- Exercise
Under this line are the records; write out word for word the part that begins at the line containing "Please drop a marker on the low-growing" and ends at the line containing "Please drop a marker on the distant", and no more.

- Information supplied
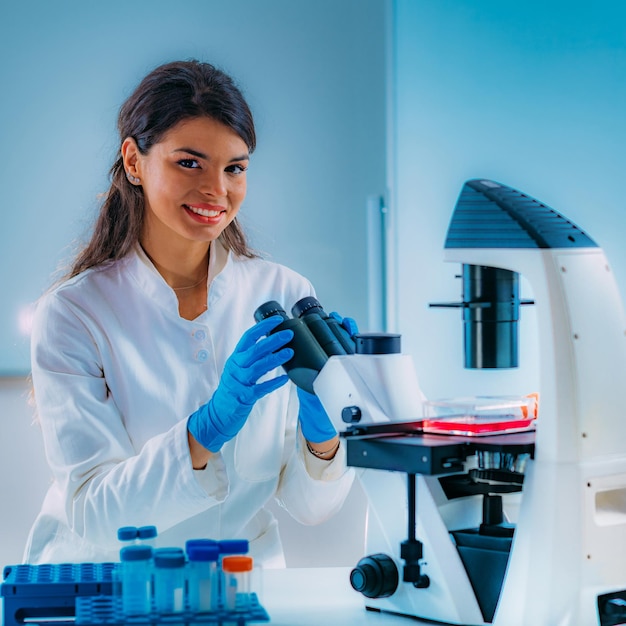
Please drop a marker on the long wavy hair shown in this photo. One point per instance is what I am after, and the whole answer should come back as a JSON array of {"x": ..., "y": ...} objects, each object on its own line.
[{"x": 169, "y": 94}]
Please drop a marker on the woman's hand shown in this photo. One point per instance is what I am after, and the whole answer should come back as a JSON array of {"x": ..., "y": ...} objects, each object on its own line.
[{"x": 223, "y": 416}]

---

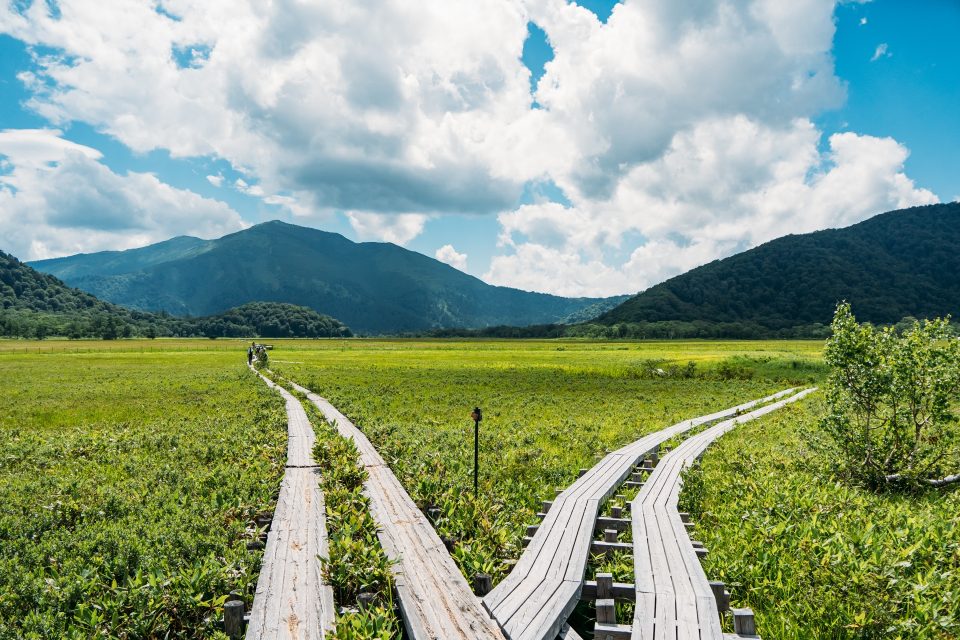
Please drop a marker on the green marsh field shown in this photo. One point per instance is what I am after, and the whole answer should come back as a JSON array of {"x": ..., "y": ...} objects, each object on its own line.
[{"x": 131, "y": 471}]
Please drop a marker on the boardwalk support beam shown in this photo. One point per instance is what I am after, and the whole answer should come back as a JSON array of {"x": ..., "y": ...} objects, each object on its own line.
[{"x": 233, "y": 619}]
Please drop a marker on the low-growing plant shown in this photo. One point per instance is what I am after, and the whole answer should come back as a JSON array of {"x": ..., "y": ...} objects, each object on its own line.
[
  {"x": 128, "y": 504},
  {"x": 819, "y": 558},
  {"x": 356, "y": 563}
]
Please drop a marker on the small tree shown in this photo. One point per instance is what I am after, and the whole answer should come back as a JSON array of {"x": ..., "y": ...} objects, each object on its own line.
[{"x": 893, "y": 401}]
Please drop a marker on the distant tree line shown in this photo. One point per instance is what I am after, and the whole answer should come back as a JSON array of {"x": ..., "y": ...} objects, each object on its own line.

- Response to this exercise
Please drop a marker on the low-growing plant shown in this photo. One point per instance is what I am after, and the whole answer should come back as a JSON array of {"x": ..., "y": ...} objects, each object on its own line.
[
  {"x": 128, "y": 504},
  {"x": 819, "y": 558},
  {"x": 356, "y": 563}
]
Please drop a marker on the small tree shown in this photo. One point per instance is what I am after, and the whole answer should come back as a JSON array of {"x": ..., "y": ...} objects, each object on its own line.
[{"x": 893, "y": 401}]
Please drop a marker on the distant tree line shown in this photo. One point per instance is what I am after, and the whole answer should come back as a JSON array of {"x": ..., "y": ...} objects, each object on its own line.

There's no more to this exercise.